**EXERCISE MATERIAL**
>>>>

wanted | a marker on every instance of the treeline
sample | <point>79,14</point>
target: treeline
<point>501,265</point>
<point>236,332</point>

<<<<

**TO DO**
Update the rows, replacing "treeline" with "forest edge" everywhere it occurs and leaving everything else unchanged.

**REPLY**
wanted | a marker on every instance of the forest edge
sample | <point>79,14</point>
target: forest edge
<point>501,265</point>
<point>236,332</point>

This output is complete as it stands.